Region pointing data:
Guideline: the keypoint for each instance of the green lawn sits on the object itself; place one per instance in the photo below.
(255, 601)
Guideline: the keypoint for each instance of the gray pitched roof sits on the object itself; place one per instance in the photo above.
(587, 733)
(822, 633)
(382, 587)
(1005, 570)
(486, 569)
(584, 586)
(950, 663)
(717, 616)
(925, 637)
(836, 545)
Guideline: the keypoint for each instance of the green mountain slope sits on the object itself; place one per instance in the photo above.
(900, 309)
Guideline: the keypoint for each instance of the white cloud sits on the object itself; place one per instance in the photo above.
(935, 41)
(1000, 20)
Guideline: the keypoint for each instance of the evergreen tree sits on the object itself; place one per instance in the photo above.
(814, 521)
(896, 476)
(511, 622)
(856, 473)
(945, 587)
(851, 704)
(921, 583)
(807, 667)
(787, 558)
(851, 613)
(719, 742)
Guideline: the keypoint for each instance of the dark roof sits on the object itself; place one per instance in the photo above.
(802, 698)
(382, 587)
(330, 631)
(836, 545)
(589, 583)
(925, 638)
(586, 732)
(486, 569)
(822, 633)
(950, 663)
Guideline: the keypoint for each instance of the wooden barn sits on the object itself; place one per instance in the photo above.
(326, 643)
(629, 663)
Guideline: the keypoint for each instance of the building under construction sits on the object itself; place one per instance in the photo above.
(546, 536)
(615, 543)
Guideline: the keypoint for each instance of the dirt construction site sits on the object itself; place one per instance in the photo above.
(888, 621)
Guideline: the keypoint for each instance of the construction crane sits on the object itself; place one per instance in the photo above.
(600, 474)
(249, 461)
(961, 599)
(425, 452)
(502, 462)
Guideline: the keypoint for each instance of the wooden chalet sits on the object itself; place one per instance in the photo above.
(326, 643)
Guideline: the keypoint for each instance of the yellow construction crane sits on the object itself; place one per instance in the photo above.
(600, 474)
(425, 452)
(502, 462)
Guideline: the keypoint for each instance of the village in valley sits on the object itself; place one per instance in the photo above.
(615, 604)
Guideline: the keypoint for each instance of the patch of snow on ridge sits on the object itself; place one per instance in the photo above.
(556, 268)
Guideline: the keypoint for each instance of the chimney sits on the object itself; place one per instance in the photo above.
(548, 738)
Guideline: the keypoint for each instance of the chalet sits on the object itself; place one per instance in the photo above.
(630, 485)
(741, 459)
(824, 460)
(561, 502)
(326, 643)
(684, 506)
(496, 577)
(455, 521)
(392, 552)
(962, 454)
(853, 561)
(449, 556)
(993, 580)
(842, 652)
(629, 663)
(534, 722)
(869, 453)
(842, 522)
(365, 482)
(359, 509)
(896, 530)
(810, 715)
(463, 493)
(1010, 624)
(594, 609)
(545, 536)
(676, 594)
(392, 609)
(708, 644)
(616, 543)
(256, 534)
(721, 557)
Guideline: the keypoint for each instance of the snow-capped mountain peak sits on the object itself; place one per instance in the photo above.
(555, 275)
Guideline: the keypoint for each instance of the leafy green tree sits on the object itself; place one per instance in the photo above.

- **TASK STATEMENT**
Reproduce the lines above. Leave each one as it is.

- **RESPONSE BELOW**
Guideline: the keypoint for each instance of the green lawn sits on the object itself; place one per instance in the photo below.
(255, 601)
Guideline: the keypoint for each instance of the gray pitched roof sits on the object itself; place one per instance in the photo above.
(587, 733)
(822, 633)
(382, 587)
(1005, 570)
(486, 569)
(584, 586)
(950, 663)
(717, 616)
(925, 637)
(836, 545)
Guideline: the keypoint for each instance of the green mountain slope sits on the object itself; place one per instance in the photo above.
(900, 309)
Guideline: the keypoint for each instance of the white cloud sits on the object itself; place one per instance in the photo above.
(935, 41)
(1000, 20)
Guideline: the keypoint for each instance of the evergreen tree sits on the object itself; place one per instance in the photo above.
(814, 521)
(896, 476)
(511, 622)
(856, 473)
(945, 587)
(851, 704)
(921, 583)
(807, 667)
(787, 558)
(851, 613)
(719, 742)
Guideline: the keypoint for each instance of the dark roof sits on the object itself; place one per instance in the photo above.
(802, 698)
(382, 587)
(330, 631)
(836, 545)
(589, 583)
(925, 638)
(586, 732)
(486, 569)
(822, 633)
(950, 663)
Guideline: the keypoint for each instance of the wooden barn sits on the object itself; place one per instance in the photo above.
(326, 643)
(629, 663)
Guideline: the keypoint for each instance of the building under construction sits on the object itself; place one per instance in the photo above.
(546, 536)
(615, 543)
Guideline: the keypoint for each instance of the dirt construction site sits on the object itself; place one per instance in the photo above.
(888, 621)
Guideline: the keypoint for each instance of the construction crane sits on the object itself; place one per instance in the photo above.
(600, 474)
(249, 461)
(961, 599)
(425, 452)
(502, 462)
Guideline: the keypoint for each instance of the wooden chalet sits on the object itself; place one per instance in the photo above.
(326, 643)
Guideline: the keypoint for each instance of the yellow construction crane sits on the object itself; place one per instance in the photo above.
(600, 474)
(425, 452)
(502, 462)
Guideline: the keypoint for each instance of the village in valley sits on the object itself; place one per instance in the photo above.
(615, 604)
Guideline: the keypoint for each instance of the patch of snow on ridge sits on the object itself; place one per instance in the photo above.
(556, 268)
Guideline: the keypoint for each instance of the chimney sits on the object itself; place one per instance in the photo above.
(548, 738)
Guideline: the keypoint for each instance of the chalet sits on the object itself; place one per instance in the photo above.
(630, 485)
(741, 459)
(824, 460)
(561, 502)
(326, 643)
(684, 506)
(496, 577)
(455, 521)
(392, 552)
(962, 454)
(853, 561)
(449, 556)
(993, 580)
(842, 652)
(629, 663)
(534, 722)
(869, 453)
(842, 522)
(365, 482)
(359, 509)
(896, 530)
(810, 715)
(463, 493)
(1010, 624)
(594, 609)
(545, 536)
(676, 594)
(392, 609)
(708, 644)
(616, 543)
(256, 534)
(721, 557)
Guideline: the keypoint for each instance of the snow-capped mountain peak sits on the object itself; place one per instance in the photo above.
(555, 275)
Guideline: the keypoint for each instance of the leafy green tree sits on the object itself; place one per instance in the photo above.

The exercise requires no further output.